## Image-grounded pointing data

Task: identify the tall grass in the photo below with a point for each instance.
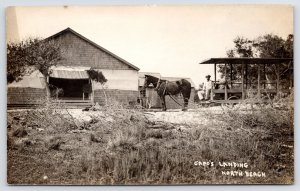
(122, 146)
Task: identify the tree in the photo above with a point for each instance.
(29, 55)
(98, 76)
(267, 46)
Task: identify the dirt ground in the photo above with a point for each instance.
(117, 146)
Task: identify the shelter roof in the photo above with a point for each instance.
(245, 60)
(173, 79)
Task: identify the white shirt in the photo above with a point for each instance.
(207, 85)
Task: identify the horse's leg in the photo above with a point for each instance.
(186, 102)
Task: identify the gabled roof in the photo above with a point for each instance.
(93, 44)
(245, 60)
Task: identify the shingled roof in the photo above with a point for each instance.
(93, 44)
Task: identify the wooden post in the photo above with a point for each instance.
(246, 76)
(277, 79)
(258, 80)
(93, 94)
(215, 69)
(242, 74)
(211, 93)
(230, 75)
(226, 96)
(265, 78)
(213, 84)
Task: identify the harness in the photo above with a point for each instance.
(165, 89)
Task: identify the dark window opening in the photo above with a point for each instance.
(70, 88)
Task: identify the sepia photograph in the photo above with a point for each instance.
(150, 94)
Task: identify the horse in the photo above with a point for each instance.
(164, 87)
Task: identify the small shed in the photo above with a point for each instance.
(69, 79)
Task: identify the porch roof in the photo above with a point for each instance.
(244, 60)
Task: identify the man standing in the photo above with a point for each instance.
(207, 87)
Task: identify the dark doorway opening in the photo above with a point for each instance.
(70, 88)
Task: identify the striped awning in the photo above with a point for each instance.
(70, 73)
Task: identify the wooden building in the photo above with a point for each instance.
(70, 75)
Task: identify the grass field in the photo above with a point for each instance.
(115, 145)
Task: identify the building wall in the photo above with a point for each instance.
(119, 79)
(25, 96)
(122, 84)
(79, 52)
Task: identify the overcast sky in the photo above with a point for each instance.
(171, 40)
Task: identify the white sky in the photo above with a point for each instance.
(171, 40)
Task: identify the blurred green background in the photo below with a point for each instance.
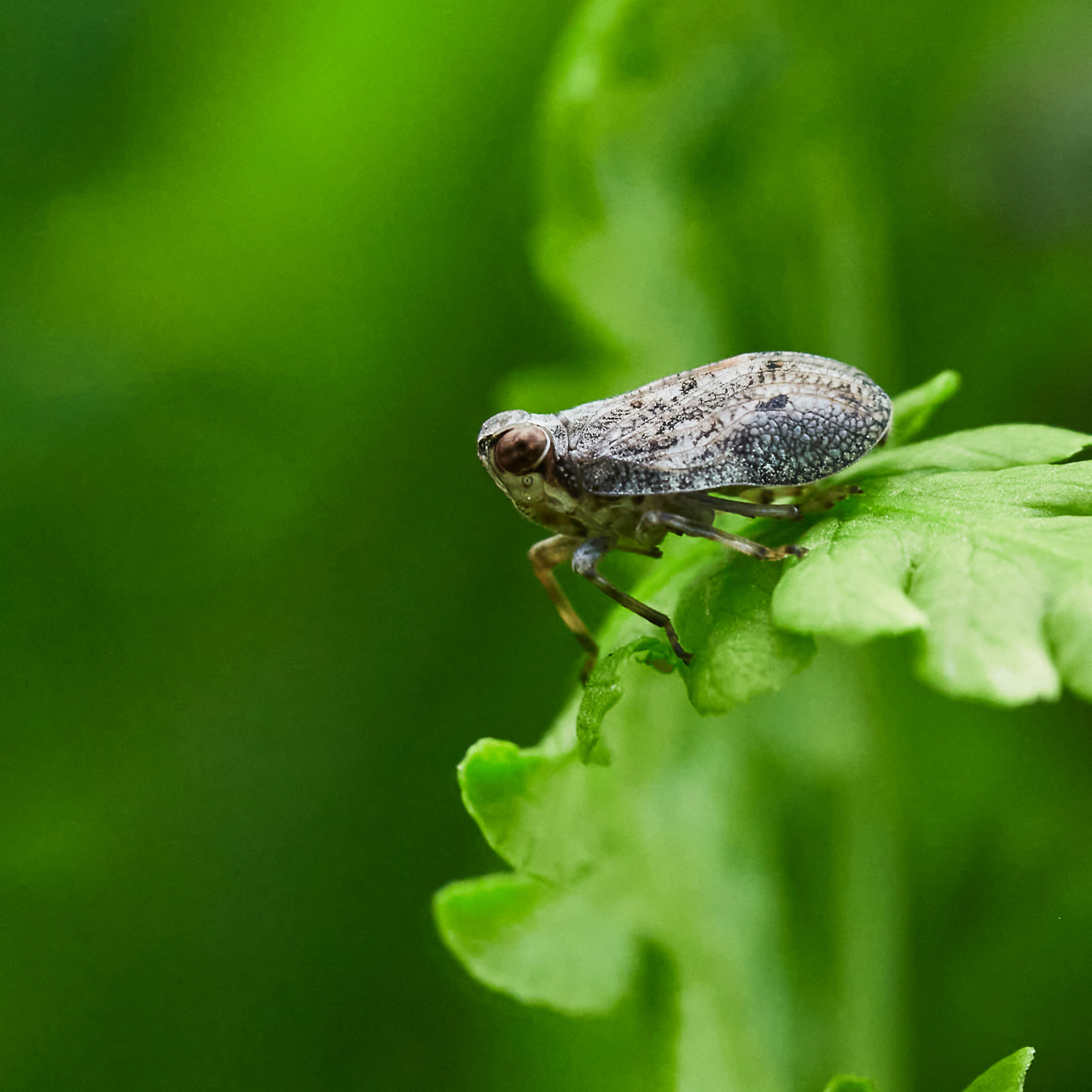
(264, 271)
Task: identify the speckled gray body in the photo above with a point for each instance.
(624, 472)
(757, 420)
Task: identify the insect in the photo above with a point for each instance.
(624, 472)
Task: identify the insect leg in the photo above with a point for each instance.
(545, 557)
(588, 556)
(819, 498)
(683, 526)
(748, 508)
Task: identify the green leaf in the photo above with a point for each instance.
(740, 653)
(913, 409)
(993, 568)
(539, 944)
(604, 690)
(1007, 1076)
(993, 448)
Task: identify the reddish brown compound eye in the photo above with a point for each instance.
(521, 449)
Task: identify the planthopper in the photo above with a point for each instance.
(624, 472)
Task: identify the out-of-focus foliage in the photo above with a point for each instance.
(1007, 1076)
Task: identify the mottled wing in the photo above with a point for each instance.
(758, 420)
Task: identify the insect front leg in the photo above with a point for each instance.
(588, 556)
(545, 557)
(748, 508)
(683, 526)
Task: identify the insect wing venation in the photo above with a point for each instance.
(763, 420)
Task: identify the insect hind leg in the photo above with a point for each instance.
(584, 561)
(682, 526)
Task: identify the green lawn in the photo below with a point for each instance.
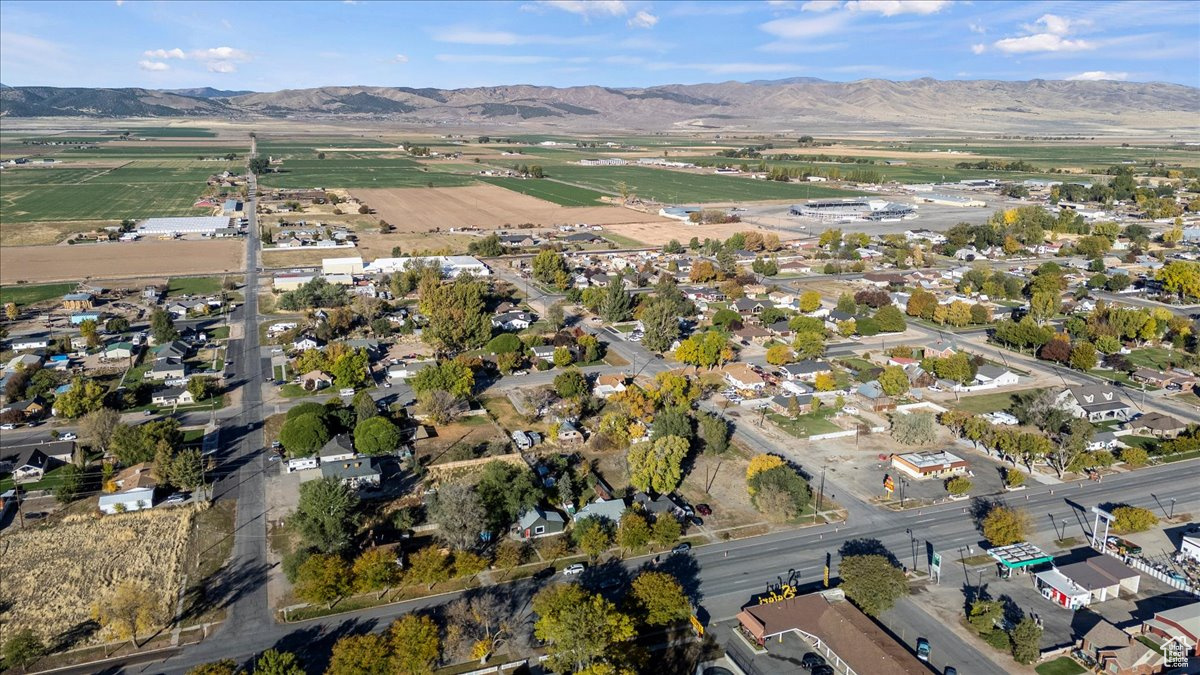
(982, 404)
(1061, 665)
(195, 286)
(804, 425)
(677, 186)
(549, 190)
(23, 294)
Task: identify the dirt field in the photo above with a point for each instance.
(657, 233)
(55, 573)
(36, 264)
(423, 209)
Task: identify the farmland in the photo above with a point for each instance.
(551, 191)
(678, 187)
(54, 575)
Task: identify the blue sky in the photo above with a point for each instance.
(269, 46)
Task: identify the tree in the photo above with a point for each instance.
(325, 514)
(361, 655)
(456, 315)
(460, 515)
(415, 644)
(1005, 525)
(448, 375)
(129, 609)
(894, 381)
(23, 646)
(660, 323)
(1026, 638)
(714, 431)
(658, 465)
(97, 428)
(83, 396)
(809, 302)
(274, 662)
(633, 531)
(913, 429)
(617, 305)
(304, 435)
(580, 628)
(873, 583)
(376, 569)
(376, 436)
(665, 531)
(1133, 519)
(658, 599)
(162, 327)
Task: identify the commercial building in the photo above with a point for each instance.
(846, 210)
(929, 465)
(205, 226)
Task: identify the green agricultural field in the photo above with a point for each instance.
(678, 187)
(359, 173)
(24, 296)
(557, 192)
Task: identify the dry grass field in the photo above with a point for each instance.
(424, 209)
(37, 264)
(54, 574)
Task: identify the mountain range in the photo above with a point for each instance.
(1067, 107)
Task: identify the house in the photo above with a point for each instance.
(306, 342)
(167, 369)
(119, 351)
(1158, 425)
(173, 396)
(929, 464)
(1095, 402)
(513, 321)
(78, 302)
(569, 434)
(135, 499)
(742, 376)
(609, 384)
(601, 508)
(360, 473)
(316, 380)
(807, 370)
(1117, 652)
(537, 523)
(339, 448)
(544, 352)
(1180, 625)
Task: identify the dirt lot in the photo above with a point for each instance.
(421, 209)
(57, 572)
(37, 264)
(655, 233)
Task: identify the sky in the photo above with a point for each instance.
(271, 46)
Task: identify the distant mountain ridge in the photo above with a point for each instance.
(792, 103)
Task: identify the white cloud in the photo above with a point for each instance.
(588, 7)
(893, 7)
(797, 28)
(642, 19)
(177, 53)
(1042, 42)
(1093, 76)
(501, 39)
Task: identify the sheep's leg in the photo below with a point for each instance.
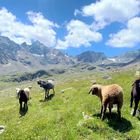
(136, 106)
(119, 110)
(131, 101)
(103, 111)
(20, 105)
(46, 94)
(25, 105)
(110, 109)
(53, 91)
(110, 106)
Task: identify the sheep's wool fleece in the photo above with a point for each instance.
(112, 91)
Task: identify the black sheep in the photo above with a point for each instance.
(22, 98)
(47, 86)
(135, 95)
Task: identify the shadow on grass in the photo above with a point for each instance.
(122, 125)
(23, 111)
(48, 98)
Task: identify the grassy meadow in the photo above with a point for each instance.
(61, 117)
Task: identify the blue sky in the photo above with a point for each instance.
(74, 26)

## What you will do
Apart from the pictures, repeat the data above exactly.

## Your response
Task: identify the tall grass in the photo below with a point for each instance.
(122, 146)
Task: identify the tree in the photo above with a point for each instance.
(29, 55)
(98, 76)
(267, 46)
Task: identify the dirt ground in the photo above with a point for each instance.
(117, 146)
Task: identify the shelter roof in the photo above with a point for each instance.
(245, 60)
(173, 79)
Task: identify the white shirt in the photo above with a point for each instance.
(207, 85)
Task: identify the horse's leg in the photo above with a point for each instance.
(186, 102)
Task: identify the gabled roof in the photo above with a point for each instance.
(93, 44)
(245, 60)
Task: identify the shingled roof in the photo above with a point for each instance.
(93, 44)
Task: identify the wooden post in the photo above with a point for each instance.
(246, 76)
(277, 79)
(258, 80)
(93, 94)
(215, 69)
(242, 74)
(211, 93)
(230, 75)
(226, 96)
(265, 78)
(213, 84)
Task: identify the harness in the photo above with a point for each instance.
(165, 89)
Task: identify the dark window opening in the photo above with a point for each instance.
(70, 88)
Task: identify the sepia photograph in the photo above with a point for each instance.
(150, 94)
Task: identify the horse in the photo above with a point for each instance.
(164, 87)
Task: identify the small shed in the photo above with a point for each instance.
(69, 79)
Task: identify the porch roof in the photo above with a point for each instance.
(244, 60)
Task: identify the man standing in the photo above with a point for each instance.
(207, 87)
Task: identify the dark doorway opening in the photo above with a point for each instance.
(70, 88)
Task: identify the striped awning in the photo above with a point for each instance.
(70, 73)
Task: identify the wooden building in the photo above with a point for each instance.
(70, 75)
Task: identify the grass field in the photo above with a point for each instance.
(115, 145)
Task: identify the building wall in the photo above with a point for each instance.
(119, 79)
(25, 96)
(122, 84)
(79, 52)
Task: identify the overcast sky in the photo above with a point for each instance.
(171, 40)
Task: identify the white sky in the photo above with a point for each instance.
(171, 40)
Task: identify the blurred green background in the photo below with a point for each instance.
(264, 271)
Task: identify the speckled gray body in the photo above with a point for each instance.
(624, 472)
(757, 420)
Task: identify the insect in the photo above with a point for each instance.
(624, 472)
Task: identify the insect leg in the photo above with a point for each instance.
(545, 557)
(588, 556)
(819, 498)
(683, 526)
(748, 508)
Task: identify the green leaf in the photo above with a point for each instance.
(740, 653)
(913, 409)
(993, 568)
(539, 944)
(604, 690)
(1007, 1076)
(993, 448)
Task: identify the reddish brown compound eye in the photo above with a point for each instance.
(521, 449)
Task: identify the planthopper in the photo above with a point for each instance.
(624, 472)
Task: identify the out-of-focus foliage in the photo above with a point for each instance.
(1007, 1076)
Task: identify the mottled wing in the photo above with a point for each instance.
(758, 420)
Task: identify the insect front leg in the photo above with a point for each instance.
(588, 556)
(545, 557)
(748, 508)
(683, 526)
Task: identify the insect wing venation in the photo above with a point for each instance.
(763, 420)
Task: identify the insect hind leg in the photo above with a point for each instance.
(584, 561)
(682, 526)
Task: identify the green lawn in the photo below with a point for each instance.
(982, 404)
(1061, 665)
(195, 286)
(804, 425)
(677, 186)
(549, 190)
(23, 294)
Task: identify the dirt field in the photo above with a point for each instance.
(657, 233)
(55, 573)
(36, 264)
(423, 209)
Task: identify the farmland in the photo above with a point for each instance.
(551, 191)
(678, 187)
(54, 575)
Task: identify the blue sky in the photo above with a point for each instance.
(269, 46)
Task: identify the tree in the photo above with a point for each instance.
(325, 514)
(361, 655)
(456, 315)
(460, 515)
(415, 644)
(1005, 525)
(448, 375)
(129, 609)
(894, 381)
(23, 646)
(660, 323)
(1026, 638)
(714, 431)
(658, 465)
(97, 428)
(83, 396)
(809, 302)
(274, 662)
(633, 531)
(913, 429)
(617, 305)
(304, 435)
(580, 628)
(873, 583)
(376, 569)
(376, 436)
(665, 531)
(1133, 519)
(658, 599)
(162, 327)
Task: identify the commercial building in the photo above with a point for each instance.
(846, 210)
(929, 465)
(205, 226)
Task: identify the green agricultural field in the photo above with a point for each instance.
(678, 187)
(359, 173)
(24, 296)
(557, 192)
Task: identify the dry grass field in the photo above with a point for each instance.
(424, 209)
(37, 264)
(54, 574)
Task: identify the mountain range in the photo above with a point for each instance.
(1067, 107)
Task: identify the house in the photo above with a point for each instance.
(306, 342)
(167, 369)
(119, 351)
(1158, 425)
(173, 396)
(929, 464)
(1095, 402)
(513, 321)
(78, 302)
(569, 434)
(135, 499)
(742, 376)
(609, 384)
(601, 508)
(360, 473)
(316, 380)
(807, 370)
(1117, 652)
(537, 523)
(339, 448)
(544, 352)
(1180, 625)
Task: identify the dirt lot in the photo above with a point for each instance.
(421, 209)
(57, 572)
(37, 264)
(655, 233)
Task: identify the sky in the photo above with a point for each instance.
(271, 46)
Task: identify the distant mountain ridge in the photo above with a point for each instance.
(792, 103)
Task: identify the white cloud in the photo above with a point for each instance.
(588, 7)
(893, 7)
(797, 28)
(642, 19)
(177, 53)
(1042, 42)
(1093, 76)
(501, 39)
Task: identify the sheep's leg in the photo below with a point for each instance.
(136, 106)
(119, 110)
(131, 101)
(103, 111)
(20, 105)
(46, 94)
(25, 105)
(110, 109)
(53, 91)
(110, 106)
Task: identify the sheep's wool fleece in the photo above with a point for each instance.
(112, 91)
Task: identify the black sheep in the photo above with a point for each instance.
(22, 98)
(47, 86)
(135, 95)
Task: identify the shadow on grass in the photo above with a point for each instance.
(122, 125)
(23, 111)
(48, 98)
Task: identify the grassy meadow in the photo above with a point for each instance.
(61, 117)
Task: identify the blue sky in the photo above with a point for each instance.
(74, 26)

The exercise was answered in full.